*** Provided entries ***

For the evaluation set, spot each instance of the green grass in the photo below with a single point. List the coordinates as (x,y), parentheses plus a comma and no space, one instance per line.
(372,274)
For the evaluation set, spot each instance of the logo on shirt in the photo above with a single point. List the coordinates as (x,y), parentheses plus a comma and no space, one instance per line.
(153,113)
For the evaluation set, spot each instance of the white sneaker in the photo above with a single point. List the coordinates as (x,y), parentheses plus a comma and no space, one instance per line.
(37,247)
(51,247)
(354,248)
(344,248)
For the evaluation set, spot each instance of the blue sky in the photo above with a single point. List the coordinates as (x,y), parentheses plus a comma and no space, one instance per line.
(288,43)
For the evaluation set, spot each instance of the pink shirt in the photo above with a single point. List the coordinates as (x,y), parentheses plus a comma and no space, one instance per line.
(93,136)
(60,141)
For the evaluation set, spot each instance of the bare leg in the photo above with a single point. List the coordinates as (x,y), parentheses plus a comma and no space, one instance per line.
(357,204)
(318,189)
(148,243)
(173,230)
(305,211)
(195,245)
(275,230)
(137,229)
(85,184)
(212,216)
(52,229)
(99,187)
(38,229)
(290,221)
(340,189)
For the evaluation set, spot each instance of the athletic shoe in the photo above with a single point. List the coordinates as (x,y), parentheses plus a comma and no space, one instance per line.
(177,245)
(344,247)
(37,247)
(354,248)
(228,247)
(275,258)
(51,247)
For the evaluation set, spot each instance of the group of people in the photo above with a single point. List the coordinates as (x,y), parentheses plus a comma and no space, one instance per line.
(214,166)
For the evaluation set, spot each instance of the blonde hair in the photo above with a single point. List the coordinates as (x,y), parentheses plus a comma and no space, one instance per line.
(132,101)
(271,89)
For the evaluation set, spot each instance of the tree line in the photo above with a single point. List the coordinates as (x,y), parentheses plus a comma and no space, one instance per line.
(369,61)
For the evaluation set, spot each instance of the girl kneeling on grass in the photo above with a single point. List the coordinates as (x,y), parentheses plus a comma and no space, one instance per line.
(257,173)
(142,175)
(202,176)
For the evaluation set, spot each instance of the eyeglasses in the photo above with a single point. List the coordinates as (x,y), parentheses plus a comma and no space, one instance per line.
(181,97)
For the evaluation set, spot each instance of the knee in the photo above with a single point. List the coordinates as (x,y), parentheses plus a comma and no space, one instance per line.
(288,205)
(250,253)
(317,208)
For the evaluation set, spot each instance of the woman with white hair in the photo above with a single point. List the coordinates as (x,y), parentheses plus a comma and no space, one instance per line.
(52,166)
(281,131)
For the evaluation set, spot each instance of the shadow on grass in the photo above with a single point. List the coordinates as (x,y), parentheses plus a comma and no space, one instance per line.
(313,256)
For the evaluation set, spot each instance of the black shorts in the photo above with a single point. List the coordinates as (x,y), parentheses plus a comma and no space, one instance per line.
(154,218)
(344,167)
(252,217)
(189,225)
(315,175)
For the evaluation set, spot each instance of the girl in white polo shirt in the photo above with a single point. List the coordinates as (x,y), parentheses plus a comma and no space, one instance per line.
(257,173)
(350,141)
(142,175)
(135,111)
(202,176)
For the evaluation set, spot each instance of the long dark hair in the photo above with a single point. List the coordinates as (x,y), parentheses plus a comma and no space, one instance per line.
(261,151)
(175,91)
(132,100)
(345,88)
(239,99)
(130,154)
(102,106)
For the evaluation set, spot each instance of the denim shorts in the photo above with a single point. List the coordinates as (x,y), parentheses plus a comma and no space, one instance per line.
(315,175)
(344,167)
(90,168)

***

Brief — Transcribe all of the lines above exactly, without changing anything.

Response to the exercise —
For the evaluation set, spot each instance of the green grass in the photo below with a single point. List the coordinates as (x,y), parentheses plus a comma and no space, one instance per line.
(372,274)
For the evaluation set, spot each instance of the logo on shirt in the photo above with a single point. List the coordinates as (x,y), parentheses plus a comma and no space, one instance per line.
(153,113)
For the evaluation set, spot each instance of the white sneaker in the photo above with a single point. List the coordinates as (x,y), parentheses plus a comma and no space, one instance per line.
(37,247)
(51,247)
(354,248)
(344,248)
For the evaluation set, spot each instance of the blue sky in the photo above with a single point. List the coordinates as (x,y), parentheses plus a comma and no space, one instance per line.
(288,43)
For the evaluation set, spot each instance of the pink shirt in the photo above with a single point. List the coordinates as (x,y), parentheses plus a comma and no space, one instance per line.
(93,136)
(60,141)
For the evaluation set, spot each instance of the bare leg in the photo above with a single point. List the coordinates as (x,y), parentheses plus a comma and no space, one instance per line.
(357,204)
(318,189)
(148,243)
(173,230)
(305,211)
(195,245)
(275,230)
(137,229)
(85,184)
(212,216)
(52,229)
(99,187)
(38,229)
(290,221)
(340,189)
For the evaluation set, spot each instance of the athletic shoe in the photo above with a single point. List the coordinates as (x,y), parentheses plus a comma and no space, one instance per line.
(177,245)
(344,247)
(37,247)
(354,248)
(228,247)
(275,258)
(51,247)
For the evaluation set, spot each instance of the group of people in the photo above with a single point. List the coordinates as (x,y), parentheses plus a comma and no space, one instance per line.
(214,166)
For the evaluation set, spot each instance of the blonde hair in the photo above with a single point. List the coordinates as (x,y), parentheses plus a comma and no space, one instance per line.
(132,101)
(271,89)
For the evaluation set, spot each instance of the tree line in the photo above with a single point. List the coordinates as (x,y), parentheses plus a comma and no space, one instance per line.
(369,61)
For the evaluation set, spot each instance of the girl kneeling on grass in the photo above with a single point. List the coordinates as (x,y), parentheses plus a comma and no space, one instance per line.
(257,173)
(142,175)
(202,176)
For the evaluation set, spot each instance of the eyeglasses in the photo above with a single point. List the coordinates as (x,y), parentheses plus a comma and no space, one instance per line.
(181,97)
For the evaluation set, spot each instance of the knee in the photo above with a single point. List the coordinates as (x,y), parentheses plus a comma and no space, one instance per line.
(288,205)
(250,253)
(317,208)
For the evaluation set, spot each instance of the woman with white hair in the photo above with a single point. List the coordinates as (x,y), parentheses plus a comma and no space, one instance per line.
(52,166)
(281,131)
For the evaluation set, spot each instance of the shadow on grass in the photo above with a single point. List the coordinates as (x,y), parentheses plus a comma and no space, one instance per line.
(313,256)
For the evaluation set, spot each instance of the black shorts in the photo above with a single point. List the coordinates as (x,y), parentheses plus a comma and no space, one instance per line.
(154,218)
(344,167)
(252,217)
(189,225)
(315,175)
For the evaluation set, spot each instance of the girl in white polo shirt in the photo above with a single point. List the coordinates as (x,y), parentheses plus a comma and no space, one instance per line.
(257,173)
(350,141)
(142,175)
(135,111)
(202,176)
For the evaluation set, spot each instance of the long dark hair in the photo above with a single point. List the coordinates as (x,y), parentheses plus a comma and no space, one instance per line.
(261,151)
(175,91)
(132,100)
(345,88)
(239,99)
(130,154)
(102,106)
For the evaluation set, spot each instance of the denim shorts in the photo above with a single point. List the coordinates as (x,y), parentheses plus a comma and no space, one instance per line.
(315,175)
(344,167)
(90,168)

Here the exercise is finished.